# Extract
Content starts
Overview
Predibase provides the interfaces and infrastructure to fine-tune and serve open-source Large Language Models (LLMs). In this section, we will cover how to easily get started with inference.
Definitions
- Model: A pretrained base model that you can deploy and query (e.g. llama-2-7b, mistral-7b)
- Adapter: a set of (LoRA) weights produced from the fine-tuning process to specialize a base model
Inference Options
There are two main ways to run inference on Predibase:
- Private Serverless Deployments: Predibase can host nearly any open-source LLM on your behalf using dedicated hardware ranging from A10Gs to a multiple H100s.
- Shared Endpoints: Predibase hosts the most popular base models that can be queried or fine-tuned (via Adapters). These endpoints are intended for experimentation and fast iteration and are subject to rate limits
See our pricing page for more details here.
Content ends
Natural-language object grounding data
Content starts
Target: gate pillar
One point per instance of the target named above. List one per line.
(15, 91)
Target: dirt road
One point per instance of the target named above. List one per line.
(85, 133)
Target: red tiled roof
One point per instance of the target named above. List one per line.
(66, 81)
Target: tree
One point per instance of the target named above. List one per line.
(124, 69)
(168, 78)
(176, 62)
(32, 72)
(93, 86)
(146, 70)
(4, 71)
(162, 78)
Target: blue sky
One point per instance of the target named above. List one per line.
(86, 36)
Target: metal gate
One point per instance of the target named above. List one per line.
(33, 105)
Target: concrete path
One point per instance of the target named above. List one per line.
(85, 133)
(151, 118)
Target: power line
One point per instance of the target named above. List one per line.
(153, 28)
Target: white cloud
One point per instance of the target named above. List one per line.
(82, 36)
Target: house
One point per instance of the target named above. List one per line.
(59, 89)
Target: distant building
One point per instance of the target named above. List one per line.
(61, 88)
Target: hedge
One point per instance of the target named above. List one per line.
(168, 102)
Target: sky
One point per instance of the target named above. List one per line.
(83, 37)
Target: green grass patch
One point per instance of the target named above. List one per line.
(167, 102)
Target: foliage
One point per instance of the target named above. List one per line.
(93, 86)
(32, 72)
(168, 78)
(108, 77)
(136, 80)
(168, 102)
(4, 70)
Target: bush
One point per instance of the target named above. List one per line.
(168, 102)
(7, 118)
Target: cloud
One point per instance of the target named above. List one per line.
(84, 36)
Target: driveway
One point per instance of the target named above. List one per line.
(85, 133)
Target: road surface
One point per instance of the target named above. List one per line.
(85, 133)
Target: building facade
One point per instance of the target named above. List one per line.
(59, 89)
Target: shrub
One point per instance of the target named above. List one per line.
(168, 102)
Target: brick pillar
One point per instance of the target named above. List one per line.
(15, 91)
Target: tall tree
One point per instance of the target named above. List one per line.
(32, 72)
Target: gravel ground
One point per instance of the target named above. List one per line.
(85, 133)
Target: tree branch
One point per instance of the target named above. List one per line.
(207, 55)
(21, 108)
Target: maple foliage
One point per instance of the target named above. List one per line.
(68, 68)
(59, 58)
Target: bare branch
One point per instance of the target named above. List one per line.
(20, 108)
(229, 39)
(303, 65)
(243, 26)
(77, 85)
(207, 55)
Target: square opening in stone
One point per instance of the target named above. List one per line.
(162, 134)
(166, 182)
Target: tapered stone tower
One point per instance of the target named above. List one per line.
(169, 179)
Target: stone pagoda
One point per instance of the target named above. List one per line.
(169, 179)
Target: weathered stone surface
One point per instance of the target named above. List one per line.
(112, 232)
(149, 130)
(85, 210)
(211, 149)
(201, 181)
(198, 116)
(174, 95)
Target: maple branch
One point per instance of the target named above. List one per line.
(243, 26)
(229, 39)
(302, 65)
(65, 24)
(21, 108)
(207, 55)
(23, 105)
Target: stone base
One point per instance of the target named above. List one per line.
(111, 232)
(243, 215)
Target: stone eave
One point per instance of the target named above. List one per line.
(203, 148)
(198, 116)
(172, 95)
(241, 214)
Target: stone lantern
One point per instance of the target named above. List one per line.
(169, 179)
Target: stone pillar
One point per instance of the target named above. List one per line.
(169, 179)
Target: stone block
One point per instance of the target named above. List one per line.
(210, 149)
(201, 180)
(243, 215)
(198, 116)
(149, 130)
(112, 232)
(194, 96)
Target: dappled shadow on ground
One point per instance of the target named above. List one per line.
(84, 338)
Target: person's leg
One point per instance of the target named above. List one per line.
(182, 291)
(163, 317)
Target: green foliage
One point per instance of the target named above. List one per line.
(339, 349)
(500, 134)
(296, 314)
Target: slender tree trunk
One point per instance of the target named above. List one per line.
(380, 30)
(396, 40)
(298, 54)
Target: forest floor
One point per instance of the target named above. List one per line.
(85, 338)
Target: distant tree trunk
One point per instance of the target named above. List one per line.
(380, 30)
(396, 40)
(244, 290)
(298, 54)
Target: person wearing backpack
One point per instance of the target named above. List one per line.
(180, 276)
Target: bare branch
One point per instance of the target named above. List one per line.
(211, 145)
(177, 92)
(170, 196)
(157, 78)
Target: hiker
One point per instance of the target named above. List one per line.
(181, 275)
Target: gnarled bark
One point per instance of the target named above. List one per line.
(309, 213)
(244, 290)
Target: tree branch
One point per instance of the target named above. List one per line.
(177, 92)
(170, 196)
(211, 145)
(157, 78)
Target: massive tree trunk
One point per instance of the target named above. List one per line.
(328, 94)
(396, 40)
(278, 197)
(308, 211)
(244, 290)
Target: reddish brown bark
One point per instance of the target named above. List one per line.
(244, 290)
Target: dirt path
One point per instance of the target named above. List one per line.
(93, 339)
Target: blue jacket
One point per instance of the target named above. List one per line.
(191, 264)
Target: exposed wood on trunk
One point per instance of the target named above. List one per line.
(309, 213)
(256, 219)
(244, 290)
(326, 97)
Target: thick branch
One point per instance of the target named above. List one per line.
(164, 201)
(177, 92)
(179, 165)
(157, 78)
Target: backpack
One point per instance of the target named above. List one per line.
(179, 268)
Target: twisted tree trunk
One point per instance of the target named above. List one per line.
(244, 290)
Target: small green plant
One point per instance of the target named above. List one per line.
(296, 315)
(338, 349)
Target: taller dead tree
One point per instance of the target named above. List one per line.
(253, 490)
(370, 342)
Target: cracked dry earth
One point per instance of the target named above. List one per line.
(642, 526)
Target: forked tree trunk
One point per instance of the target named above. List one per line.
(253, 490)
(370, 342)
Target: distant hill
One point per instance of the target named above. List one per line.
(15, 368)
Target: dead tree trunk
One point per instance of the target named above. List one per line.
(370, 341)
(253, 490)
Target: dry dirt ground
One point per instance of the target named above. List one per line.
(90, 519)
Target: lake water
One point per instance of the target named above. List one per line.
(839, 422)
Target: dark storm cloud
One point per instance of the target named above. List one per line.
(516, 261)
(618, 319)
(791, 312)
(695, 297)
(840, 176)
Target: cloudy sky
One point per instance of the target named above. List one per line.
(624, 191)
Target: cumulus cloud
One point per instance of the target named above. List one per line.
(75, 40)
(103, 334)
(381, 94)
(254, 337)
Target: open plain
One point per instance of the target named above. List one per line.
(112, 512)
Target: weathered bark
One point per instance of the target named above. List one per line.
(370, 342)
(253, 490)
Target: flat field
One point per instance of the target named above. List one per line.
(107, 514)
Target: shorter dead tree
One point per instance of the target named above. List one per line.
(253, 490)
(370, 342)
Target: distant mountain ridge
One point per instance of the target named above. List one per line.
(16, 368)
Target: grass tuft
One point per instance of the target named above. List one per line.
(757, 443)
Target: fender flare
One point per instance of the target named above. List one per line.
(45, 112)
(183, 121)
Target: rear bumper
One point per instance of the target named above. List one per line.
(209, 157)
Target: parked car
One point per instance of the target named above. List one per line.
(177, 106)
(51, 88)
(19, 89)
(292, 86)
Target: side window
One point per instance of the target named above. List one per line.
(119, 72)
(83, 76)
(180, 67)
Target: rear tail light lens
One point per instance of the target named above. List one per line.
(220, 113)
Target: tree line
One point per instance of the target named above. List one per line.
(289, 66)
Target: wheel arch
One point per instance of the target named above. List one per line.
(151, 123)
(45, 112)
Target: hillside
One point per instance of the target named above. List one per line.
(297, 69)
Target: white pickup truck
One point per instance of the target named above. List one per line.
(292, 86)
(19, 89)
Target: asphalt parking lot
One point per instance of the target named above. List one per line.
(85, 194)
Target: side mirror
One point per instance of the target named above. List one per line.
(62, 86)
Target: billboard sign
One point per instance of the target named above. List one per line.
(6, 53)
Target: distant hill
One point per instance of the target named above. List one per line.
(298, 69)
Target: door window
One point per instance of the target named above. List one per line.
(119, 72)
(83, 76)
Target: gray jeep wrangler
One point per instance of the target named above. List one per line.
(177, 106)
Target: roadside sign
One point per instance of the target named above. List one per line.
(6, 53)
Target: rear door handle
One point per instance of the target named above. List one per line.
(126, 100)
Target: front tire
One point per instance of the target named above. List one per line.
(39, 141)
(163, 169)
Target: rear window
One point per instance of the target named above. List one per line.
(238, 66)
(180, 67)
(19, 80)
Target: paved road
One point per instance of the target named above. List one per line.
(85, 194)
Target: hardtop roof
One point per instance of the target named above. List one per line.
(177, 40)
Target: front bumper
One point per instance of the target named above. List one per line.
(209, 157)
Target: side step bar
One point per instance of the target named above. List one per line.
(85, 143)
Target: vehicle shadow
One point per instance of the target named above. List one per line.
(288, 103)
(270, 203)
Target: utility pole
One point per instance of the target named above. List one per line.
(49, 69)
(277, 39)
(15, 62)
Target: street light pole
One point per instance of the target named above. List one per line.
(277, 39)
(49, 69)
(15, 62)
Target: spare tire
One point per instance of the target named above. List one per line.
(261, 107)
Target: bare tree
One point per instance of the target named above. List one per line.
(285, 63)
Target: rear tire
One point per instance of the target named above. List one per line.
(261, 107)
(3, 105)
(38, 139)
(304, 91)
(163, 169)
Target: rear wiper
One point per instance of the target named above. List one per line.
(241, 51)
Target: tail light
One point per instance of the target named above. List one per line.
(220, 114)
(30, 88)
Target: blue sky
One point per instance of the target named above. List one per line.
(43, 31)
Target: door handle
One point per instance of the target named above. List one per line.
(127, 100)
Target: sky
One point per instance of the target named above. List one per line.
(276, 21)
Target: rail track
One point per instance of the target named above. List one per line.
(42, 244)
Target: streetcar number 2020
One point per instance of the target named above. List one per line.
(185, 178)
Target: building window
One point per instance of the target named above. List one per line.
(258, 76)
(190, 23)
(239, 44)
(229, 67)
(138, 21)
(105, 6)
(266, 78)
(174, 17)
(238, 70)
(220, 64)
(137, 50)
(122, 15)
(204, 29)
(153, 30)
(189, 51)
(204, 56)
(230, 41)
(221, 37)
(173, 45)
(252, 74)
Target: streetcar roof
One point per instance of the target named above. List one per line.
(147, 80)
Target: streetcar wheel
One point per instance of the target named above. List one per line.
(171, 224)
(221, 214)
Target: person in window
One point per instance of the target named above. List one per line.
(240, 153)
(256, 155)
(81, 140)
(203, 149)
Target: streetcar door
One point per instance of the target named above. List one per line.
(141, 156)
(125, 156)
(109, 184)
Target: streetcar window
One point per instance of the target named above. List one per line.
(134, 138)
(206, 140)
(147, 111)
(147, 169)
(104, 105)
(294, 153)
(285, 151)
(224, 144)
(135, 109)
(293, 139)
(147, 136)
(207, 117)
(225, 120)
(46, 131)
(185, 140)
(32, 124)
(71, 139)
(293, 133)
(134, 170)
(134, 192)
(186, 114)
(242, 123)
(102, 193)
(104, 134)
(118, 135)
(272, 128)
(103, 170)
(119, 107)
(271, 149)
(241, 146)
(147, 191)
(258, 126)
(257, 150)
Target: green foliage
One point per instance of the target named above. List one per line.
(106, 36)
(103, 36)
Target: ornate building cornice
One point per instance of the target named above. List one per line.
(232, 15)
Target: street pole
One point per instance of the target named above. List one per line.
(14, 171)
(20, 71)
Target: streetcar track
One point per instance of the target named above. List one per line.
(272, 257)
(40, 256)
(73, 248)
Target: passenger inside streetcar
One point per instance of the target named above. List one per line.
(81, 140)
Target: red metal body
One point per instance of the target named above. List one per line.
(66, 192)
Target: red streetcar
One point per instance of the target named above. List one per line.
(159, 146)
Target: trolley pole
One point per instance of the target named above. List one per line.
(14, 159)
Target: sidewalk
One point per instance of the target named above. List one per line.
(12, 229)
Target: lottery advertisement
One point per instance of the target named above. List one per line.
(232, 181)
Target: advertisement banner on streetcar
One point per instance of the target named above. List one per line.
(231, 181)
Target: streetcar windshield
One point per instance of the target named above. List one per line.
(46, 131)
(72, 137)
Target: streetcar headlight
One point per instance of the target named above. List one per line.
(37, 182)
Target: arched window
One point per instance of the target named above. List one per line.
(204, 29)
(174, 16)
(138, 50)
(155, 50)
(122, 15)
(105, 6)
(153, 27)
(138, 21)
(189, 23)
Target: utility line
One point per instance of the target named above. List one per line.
Content ends
# Problems to solve
1. Summarize the Predibase overview in two sentences.
2. Set down the passage of the Predibase overview from "- Adapter: a" to "a multiple H100s." word for word.

# Answers in order
1. Predibase provides interfaces and infrastructure to fine-tune and serve open-source LLMs, where a model is a pretrained base model and an adapter is a set of LoRA weights from fine-tuning that specializes it. Inference runs either through private serverless deployments on dedicated hardware or through shared endpoints for popular base models, which are meant for experimentation and fast iteration and are subject to rate limits.

2.
- Adapter: a set of (LoRA) weights produced from the fine-tuning process to specialize a base model
Inference Options
There are two main ways to run inference on Predibase:
- Private Serverless Deployments: Predibase can host nearly any open-source LLM on your behalf using dedicated hardware ranging from A10Gs to a multiple H100s.